* _Given problem 1_
Pull out every line of the listing that contains the string "tree", matching case exactly.

* _Passage shown_
***

Please don't badger Ms Sarah Welch. She only came over to offer advice on the Sikh rule coverage. I haven't done that much with the article either. Towns Hill has been adding a large amount of material lately. I cam over to review it and, if possible, clean it. I was more or less happy with what was here earlier but I also think it had seeds for degeneration. Given that Kashmir is a highly contested topic, that was bound to happen sooner or later.
My impression is that the History of Kashmir is an underdeveloped subject, quite surprising given its importance. What exists is basically reconstructed from popular memory, notes or texts from local people and observers etc. But this reconstruction does conflict quite seriously with authentic history we know about the other areas. Akbar is known as one of the kindest rulers of India, but the Kashmiris regard his rule as loss of independence. Ranjit Singh is known as a tolerant ruler, but Kashmiris see religious persecution in the Sikh rule. So on. These contradictions haven't been resolved. Zutshi presents both sides of the picture and leaves it at that. Perhaps we should do the same.
I am getting busy with RL at this time. Give me a couple of weeks, and I will move stuff over to History of Kashmir and leave this article roughly what it was earlier. -- Kautilya3 (talk) 10:13, 4 January 2017 (UTC)[reply]
@Fowler&fowler:, @Kautilya3: Indeed. I have never edited this article, am here because I was pinged. I am glad @F&f concurs secondary sources are fine. Quality of the source matters indeed. Well-respected publishers or those with a peer review process, sources that have been reviewed in journals, sources cited in scholarly publications, sources authored or edited by peer-reviewed oft-cited scholars are better, and WP:RS to be preferred particularly in contested articles. @K: per my hazy memory, many of your comments in several posts on this talk page are generally supported by better quality sources, but these need to be located and cited. You are also quite right about Zutshi's publications. Her 2004 and 2014 books present many sides of the Kashmir literary story/history. Ms Sarah Welch (talk) 11:20, 4 January 2017 (UTC)[reply]

I am saying something more than just that secondary sources are fine. Rather, in compressed histories, especially in topics in which there are so many secondary sources as to support the craziest assertions, the job of selecting what to highlight, or of choosing how to summarize, can't be left to WP editors. I am suggesting that it belongs to authors of high-level (or, rather, higher-level) histories such as secondary/tertiary textbooks, or survey books, and sometimes in their absence, the set of books that might qualify have to be chosen judiciously. There is not always a WP guideline for this. That is the reason why in the histories I have written on WP, such as, for example, in the India, the British Raj and Company rule in India page, I have preferred textbooks used around the world (such as Burton Stein's A History of India or Metcalf and Metcalf's A Concise History of Modern India or Asher and Talbot's India before Europe or Anthony Low's book on Decolonization) to more specialized monographs (such as Bayly's Empire and Information or Low's Britain and Indian Nationalism, the Imprint of Ambiguity etc); when the latter are used, it is to illustrate a consensus view or a significant disagreement. I'm not sure what Kautilya3 has been doing on this page. For example, there are a number of reputable textbooks or scholarly surveys which talk about the Hindu elite in Kashmir during Dogra rule. One example is, Talbot, Ian; Singh, Gurharpal (2009), The Partition of India, Cambridge University Press. Pp. xviii, 206, ISBN 978-0-521-76177-2:

The modern history of Jammu and Kashmir is normally dated from the Treaty of Lahore (1846) which ended Sikh rule in the province and marked the beginning of a Hindu monarchy what lasted almost a century. During this period the Hindu elite established an ethnically and economically stratified society in which the status of the vast majority of Muslims was reduced to that of a heavily exploited and servile peasantry. (p. 54)"

***

* _Source records_
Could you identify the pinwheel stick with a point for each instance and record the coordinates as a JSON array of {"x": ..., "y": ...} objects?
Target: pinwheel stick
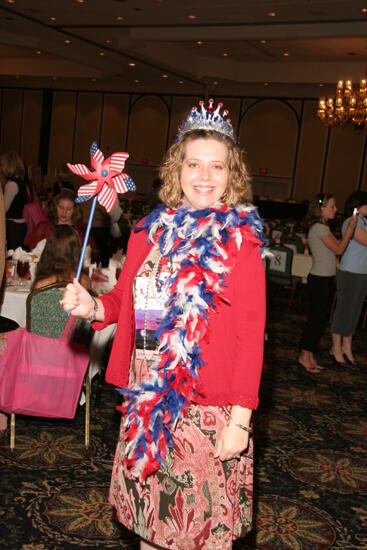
[
  {"x": 86, "y": 237},
  {"x": 85, "y": 242}
]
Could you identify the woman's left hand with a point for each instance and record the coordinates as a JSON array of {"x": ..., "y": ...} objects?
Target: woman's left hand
[{"x": 232, "y": 441}]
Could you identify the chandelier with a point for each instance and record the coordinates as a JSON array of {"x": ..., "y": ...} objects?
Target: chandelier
[{"x": 348, "y": 105}]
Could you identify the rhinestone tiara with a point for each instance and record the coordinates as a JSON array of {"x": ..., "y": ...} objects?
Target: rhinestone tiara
[{"x": 207, "y": 118}]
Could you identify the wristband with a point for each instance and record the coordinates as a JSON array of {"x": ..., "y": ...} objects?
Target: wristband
[
  {"x": 245, "y": 428},
  {"x": 93, "y": 315}
]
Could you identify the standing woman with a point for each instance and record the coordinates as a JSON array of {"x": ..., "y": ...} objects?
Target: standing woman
[
  {"x": 324, "y": 248},
  {"x": 12, "y": 176},
  {"x": 190, "y": 307},
  {"x": 351, "y": 281}
]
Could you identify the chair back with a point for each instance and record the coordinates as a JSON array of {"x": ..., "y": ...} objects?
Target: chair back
[{"x": 279, "y": 265}]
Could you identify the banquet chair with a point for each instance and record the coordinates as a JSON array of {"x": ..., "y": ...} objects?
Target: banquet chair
[
  {"x": 279, "y": 268},
  {"x": 46, "y": 318}
]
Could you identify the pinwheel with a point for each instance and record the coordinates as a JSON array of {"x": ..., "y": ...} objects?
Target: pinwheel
[{"x": 106, "y": 180}]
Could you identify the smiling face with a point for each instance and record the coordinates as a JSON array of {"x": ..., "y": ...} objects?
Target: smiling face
[
  {"x": 64, "y": 211},
  {"x": 329, "y": 210},
  {"x": 204, "y": 172}
]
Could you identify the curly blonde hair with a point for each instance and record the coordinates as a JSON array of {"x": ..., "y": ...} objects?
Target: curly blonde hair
[{"x": 238, "y": 188}]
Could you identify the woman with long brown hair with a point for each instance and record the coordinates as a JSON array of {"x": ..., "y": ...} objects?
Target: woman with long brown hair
[{"x": 59, "y": 260}]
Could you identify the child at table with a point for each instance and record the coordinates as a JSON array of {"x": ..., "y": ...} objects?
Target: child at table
[{"x": 324, "y": 248}]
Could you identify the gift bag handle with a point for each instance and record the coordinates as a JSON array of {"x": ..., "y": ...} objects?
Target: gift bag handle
[{"x": 68, "y": 327}]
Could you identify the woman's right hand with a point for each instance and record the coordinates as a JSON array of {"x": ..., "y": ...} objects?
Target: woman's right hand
[
  {"x": 352, "y": 222},
  {"x": 77, "y": 300}
]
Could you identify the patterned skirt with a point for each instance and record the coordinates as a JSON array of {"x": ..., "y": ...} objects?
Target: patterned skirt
[{"x": 196, "y": 501}]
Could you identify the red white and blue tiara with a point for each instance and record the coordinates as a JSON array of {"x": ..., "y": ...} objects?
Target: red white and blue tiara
[{"x": 209, "y": 118}]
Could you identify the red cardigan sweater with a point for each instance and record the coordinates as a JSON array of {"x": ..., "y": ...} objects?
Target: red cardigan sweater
[{"x": 233, "y": 351}]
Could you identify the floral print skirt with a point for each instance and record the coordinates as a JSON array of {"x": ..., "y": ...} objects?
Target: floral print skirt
[{"x": 196, "y": 501}]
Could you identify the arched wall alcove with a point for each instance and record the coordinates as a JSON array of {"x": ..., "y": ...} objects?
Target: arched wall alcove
[
  {"x": 268, "y": 132},
  {"x": 148, "y": 127}
]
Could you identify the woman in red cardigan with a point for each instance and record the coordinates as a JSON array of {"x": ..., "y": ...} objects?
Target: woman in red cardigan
[{"x": 190, "y": 311}]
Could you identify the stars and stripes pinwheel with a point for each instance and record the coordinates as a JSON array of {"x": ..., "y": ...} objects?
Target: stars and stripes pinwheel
[{"x": 105, "y": 181}]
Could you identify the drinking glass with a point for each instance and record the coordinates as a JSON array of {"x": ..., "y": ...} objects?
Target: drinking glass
[{"x": 22, "y": 269}]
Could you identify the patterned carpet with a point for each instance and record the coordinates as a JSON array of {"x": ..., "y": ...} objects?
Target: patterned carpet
[{"x": 310, "y": 466}]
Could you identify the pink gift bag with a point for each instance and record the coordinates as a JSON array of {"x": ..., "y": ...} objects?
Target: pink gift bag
[{"x": 42, "y": 376}]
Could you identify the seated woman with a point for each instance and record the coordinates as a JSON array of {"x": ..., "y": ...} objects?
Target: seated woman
[
  {"x": 62, "y": 211},
  {"x": 58, "y": 264},
  {"x": 59, "y": 259}
]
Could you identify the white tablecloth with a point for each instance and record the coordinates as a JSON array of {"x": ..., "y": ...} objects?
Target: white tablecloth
[{"x": 14, "y": 304}]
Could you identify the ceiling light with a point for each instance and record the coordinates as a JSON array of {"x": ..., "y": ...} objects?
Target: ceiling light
[{"x": 348, "y": 104}]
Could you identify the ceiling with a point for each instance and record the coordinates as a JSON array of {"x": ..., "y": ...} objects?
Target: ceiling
[{"x": 231, "y": 47}]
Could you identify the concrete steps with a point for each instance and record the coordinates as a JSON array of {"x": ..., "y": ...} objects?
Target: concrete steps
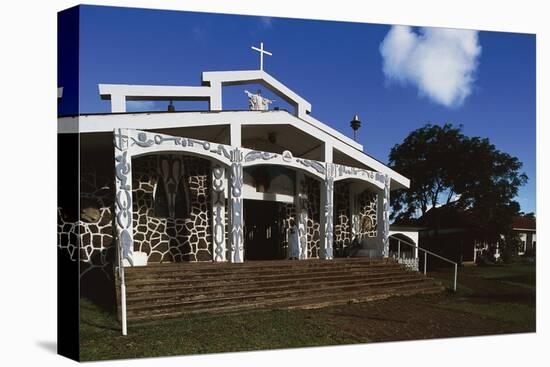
[{"x": 174, "y": 290}]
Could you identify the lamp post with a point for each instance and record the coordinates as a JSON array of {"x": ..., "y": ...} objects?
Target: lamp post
[{"x": 355, "y": 125}]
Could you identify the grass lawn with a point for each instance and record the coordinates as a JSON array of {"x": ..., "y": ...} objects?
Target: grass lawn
[{"x": 490, "y": 300}]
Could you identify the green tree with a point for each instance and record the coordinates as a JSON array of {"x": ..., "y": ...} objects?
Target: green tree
[{"x": 445, "y": 167}]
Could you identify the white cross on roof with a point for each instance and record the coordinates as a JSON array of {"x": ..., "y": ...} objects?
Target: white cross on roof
[{"x": 262, "y": 52}]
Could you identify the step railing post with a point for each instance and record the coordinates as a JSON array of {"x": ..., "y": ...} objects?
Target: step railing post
[
  {"x": 398, "y": 249},
  {"x": 425, "y": 261},
  {"x": 456, "y": 273}
]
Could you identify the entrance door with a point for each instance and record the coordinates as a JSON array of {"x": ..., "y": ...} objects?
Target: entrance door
[{"x": 262, "y": 237}]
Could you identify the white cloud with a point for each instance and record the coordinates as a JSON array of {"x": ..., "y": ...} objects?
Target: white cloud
[
  {"x": 440, "y": 62},
  {"x": 139, "y": 106},
  {"x": 266, "y": 22}
]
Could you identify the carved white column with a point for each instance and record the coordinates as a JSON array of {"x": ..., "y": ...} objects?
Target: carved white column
[
  {"x": 123, "y": 197},
  {"x": 301, "y": 213},
  {"x": 354, "y": 212},
  {"x": 386, "y": 218},
  {"x": 218, "y": 213},
  {"x": 327, "y": 219},
  {"x": 236, "y": 207}
]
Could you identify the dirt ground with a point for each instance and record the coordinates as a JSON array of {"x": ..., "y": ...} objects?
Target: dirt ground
[{"x": 486, "y": 303}]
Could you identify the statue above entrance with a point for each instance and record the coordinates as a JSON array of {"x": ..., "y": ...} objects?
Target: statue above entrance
[{"x": 257, "y": 102}]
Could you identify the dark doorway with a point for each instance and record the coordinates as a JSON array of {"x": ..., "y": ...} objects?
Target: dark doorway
[{"x": 262, "y": 230}]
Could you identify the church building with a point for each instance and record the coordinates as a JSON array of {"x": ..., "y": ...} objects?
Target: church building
[{"x": 217, "y": 185}]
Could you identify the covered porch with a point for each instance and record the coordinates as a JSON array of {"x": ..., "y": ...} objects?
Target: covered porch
[{"x": 230, "y": 186}]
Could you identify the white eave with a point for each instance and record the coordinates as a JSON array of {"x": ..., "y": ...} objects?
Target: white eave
[{"x": 94, "y": 123}]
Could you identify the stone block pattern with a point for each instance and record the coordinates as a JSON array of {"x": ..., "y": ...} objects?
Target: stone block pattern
[
  {"x": 342, "y": 219},
  {"x": 313, "y": 190},
  {"x": 169, "y": 239},
  {"x": 163, "y": 239},
  {"x": 94, "y": 229},
  {"x": 367, "y": 213}
]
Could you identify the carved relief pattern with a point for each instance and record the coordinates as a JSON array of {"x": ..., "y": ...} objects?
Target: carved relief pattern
[
  {"x": 342, "y": 227},
  {"x": 237, "y": 234},
  {"x": 218, "y": 211},
  {"x": 301, "y": 209},
  {"x": 313, "y": 189},
  {"x": 169, "y": 239},
  {"x": 329, "y": 212},
  {"x": 386, "y": 219},
  {"x": 256, "y": 155},
  {"x": 288, "y": 212},
  {"x": 146, "y": 140},
  {"x": 123, "y": 196},
  {"x": 367, "y": 219}
]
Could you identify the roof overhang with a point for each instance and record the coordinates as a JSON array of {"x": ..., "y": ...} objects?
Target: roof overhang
[{"x": 95, "y": 123}]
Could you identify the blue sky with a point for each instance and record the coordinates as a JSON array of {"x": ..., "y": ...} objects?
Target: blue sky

***

* _Given problem 2_
Reproduce the Kashmir history discussion word for word, from "My impression is" to "do the same.".

* _Right answer 1_
Could you identify the green tree with a point for each instance and record the coordinates as a JSON array of {"x": ..., "y": ...} objects?
Target: green tree

* _Right answer 2_
My impression is that the History of Kashmir is an underdeveloped subject, quite surprising given its importance. What exists is basically reconstructed from popular memory, notes or texts from local people and observers etc. But this reconstruction does conflict quite seriously with authentic history we know about the other areas. Akbar is known as one of the kindest rulers of India, but the Kashmiris regard his rule as loss of independence. Ranjit Singh is known as a tolerant ruler, but Kashmiris see religious persecution in the Sikh rule. So on. These contradictions haven't been resolved. Zutshi presents both sides of the picture and leaves it at that. Perhaps we should do the same.